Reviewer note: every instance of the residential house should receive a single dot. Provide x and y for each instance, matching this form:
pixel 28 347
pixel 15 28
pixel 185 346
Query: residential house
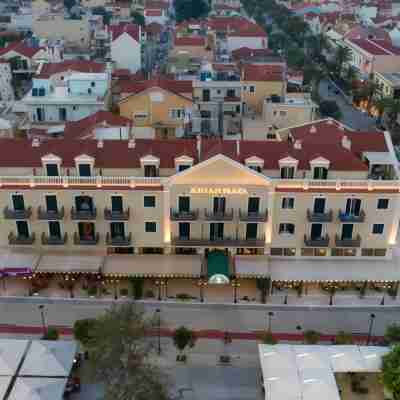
pixel 260 81
pixel 158 108
pixel 126 46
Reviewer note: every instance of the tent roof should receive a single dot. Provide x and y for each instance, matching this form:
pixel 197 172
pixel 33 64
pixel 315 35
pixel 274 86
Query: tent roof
pixel 49 358
pixel 11 352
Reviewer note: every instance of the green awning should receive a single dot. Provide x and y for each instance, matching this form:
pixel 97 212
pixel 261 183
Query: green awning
pixel 217 268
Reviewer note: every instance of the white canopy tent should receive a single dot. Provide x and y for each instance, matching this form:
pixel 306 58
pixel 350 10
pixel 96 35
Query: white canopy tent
pixel 11 352
pixel 38 389
pixel 49 358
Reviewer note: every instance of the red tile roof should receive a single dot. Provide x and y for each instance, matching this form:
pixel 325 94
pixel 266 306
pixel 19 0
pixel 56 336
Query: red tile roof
pixel 263 72
pixel 377 47
pixel 83 128
pixel 20 48
pixel 189 41
pixel 132 30
pixel 71 65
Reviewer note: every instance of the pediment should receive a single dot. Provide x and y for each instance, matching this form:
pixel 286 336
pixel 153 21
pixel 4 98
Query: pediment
pixel 220 170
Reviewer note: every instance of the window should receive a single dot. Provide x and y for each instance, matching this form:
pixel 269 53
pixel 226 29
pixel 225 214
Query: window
pixel 286 229
pixel 383 204
pixel 377 229
pixel 288 203
pixel 52 170
pixel 149 201
pixel 150 227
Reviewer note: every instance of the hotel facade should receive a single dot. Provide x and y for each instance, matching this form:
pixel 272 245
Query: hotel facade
pixel 319 191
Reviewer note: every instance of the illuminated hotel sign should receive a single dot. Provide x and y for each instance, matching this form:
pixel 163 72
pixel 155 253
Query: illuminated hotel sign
pixel 206 190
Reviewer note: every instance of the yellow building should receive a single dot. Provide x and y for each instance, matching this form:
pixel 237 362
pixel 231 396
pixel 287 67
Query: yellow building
pixel 260 81
pixel 158 108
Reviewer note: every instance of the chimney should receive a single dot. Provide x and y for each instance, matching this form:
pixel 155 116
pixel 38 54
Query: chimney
pixel 297 144
pixel 346 142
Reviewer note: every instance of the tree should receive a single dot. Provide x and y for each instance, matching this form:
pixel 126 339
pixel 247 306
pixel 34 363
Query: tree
pixel 311 337
pixel 329 108
pixel 391 371
pixel 343 337
pixel 392 334
pixel 187 9
pixel 183 337
pixel 83 329
pixel 51 334
pixel 120 356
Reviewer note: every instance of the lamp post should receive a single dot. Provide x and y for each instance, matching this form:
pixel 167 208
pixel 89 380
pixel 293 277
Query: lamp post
pixel 158 311
pixel 236 286
pixel 270 314
pixel 41 308
pixel 371 324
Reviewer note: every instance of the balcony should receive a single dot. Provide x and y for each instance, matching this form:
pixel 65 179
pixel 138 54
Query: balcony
pixel 20 240
pixel 323 241
pixel 224 242
pixel 17 214
pixel 111 215
pixel 319 217
pixel 218 215
pixel 251 216
pixel 86 241
pixel 83 215
pixel 177 215
pixel 54 240
pixel 355 242
pixel 345 217
pixel 50 214
pixel 118 240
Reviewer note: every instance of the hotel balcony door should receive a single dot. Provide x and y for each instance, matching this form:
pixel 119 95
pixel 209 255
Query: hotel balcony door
pixel 216 231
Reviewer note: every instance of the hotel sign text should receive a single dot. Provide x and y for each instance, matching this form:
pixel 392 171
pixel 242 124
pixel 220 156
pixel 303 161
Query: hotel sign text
pixel 207 190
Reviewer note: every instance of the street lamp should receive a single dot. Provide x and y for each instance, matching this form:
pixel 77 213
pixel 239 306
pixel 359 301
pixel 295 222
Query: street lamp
pixel 371 324
pixel 202 284
pixel 158 311
pixel 270 314
pixel 41 308
pixel 236 286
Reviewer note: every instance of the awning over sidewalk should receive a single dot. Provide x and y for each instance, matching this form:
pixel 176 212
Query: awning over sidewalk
pixel 251 266
pixel 335 270
pixel 147 266
pixel 18 264
pixel 54 263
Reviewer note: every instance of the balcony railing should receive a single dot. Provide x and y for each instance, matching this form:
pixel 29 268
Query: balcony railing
pixel 50 214
pixel 251 216
pixel 118 240
pixel 17 214
pixel 177 215
pixel 218 215
pixel 319 217
pixel 323 241
pixel 345 217
pixel 20 240
pixel 112 215
pixel 223 242
pixel 54 240
pixel 83 214
pixel 355 242
pixel 86 241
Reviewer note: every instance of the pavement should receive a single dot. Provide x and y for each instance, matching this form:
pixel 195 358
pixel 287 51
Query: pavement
pixel 350 115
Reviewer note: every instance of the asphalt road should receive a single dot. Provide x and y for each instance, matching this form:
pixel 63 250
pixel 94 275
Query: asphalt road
pixel 234 318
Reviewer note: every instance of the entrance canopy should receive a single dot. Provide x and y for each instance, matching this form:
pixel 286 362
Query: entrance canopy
pixel 58 263
pixel 147 266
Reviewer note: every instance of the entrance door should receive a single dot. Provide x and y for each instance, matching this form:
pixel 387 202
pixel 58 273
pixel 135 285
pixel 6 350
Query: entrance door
pixel 251 231
pixel 319 205
pixel 347 231
pixel 316 231
pixel 216 231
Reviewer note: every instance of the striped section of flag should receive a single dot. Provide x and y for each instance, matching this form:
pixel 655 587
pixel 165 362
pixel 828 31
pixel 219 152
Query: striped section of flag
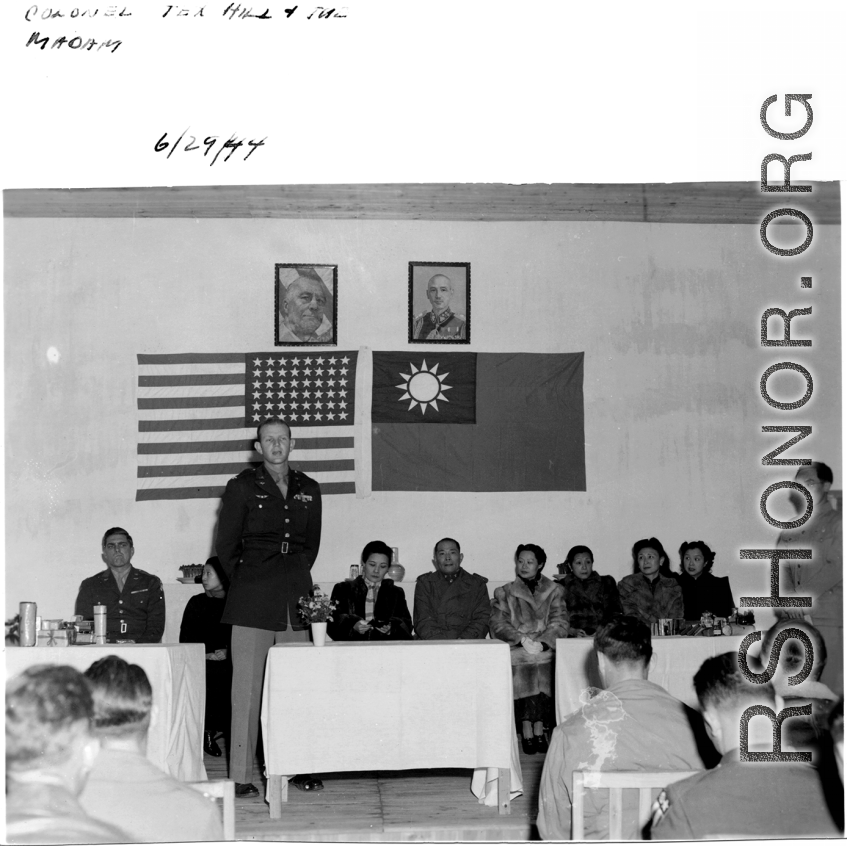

········

▶ GOAL OF THE EXERCISE
Lines holding "striped" are the ones to copy; find all of them in the listing.

▶ ANSWER TO THIS TASK
Reviewer note: every instance of the striped section of flag should receive a single dot. Provide x and y for each instance, matching this form:
Query: striped section of flag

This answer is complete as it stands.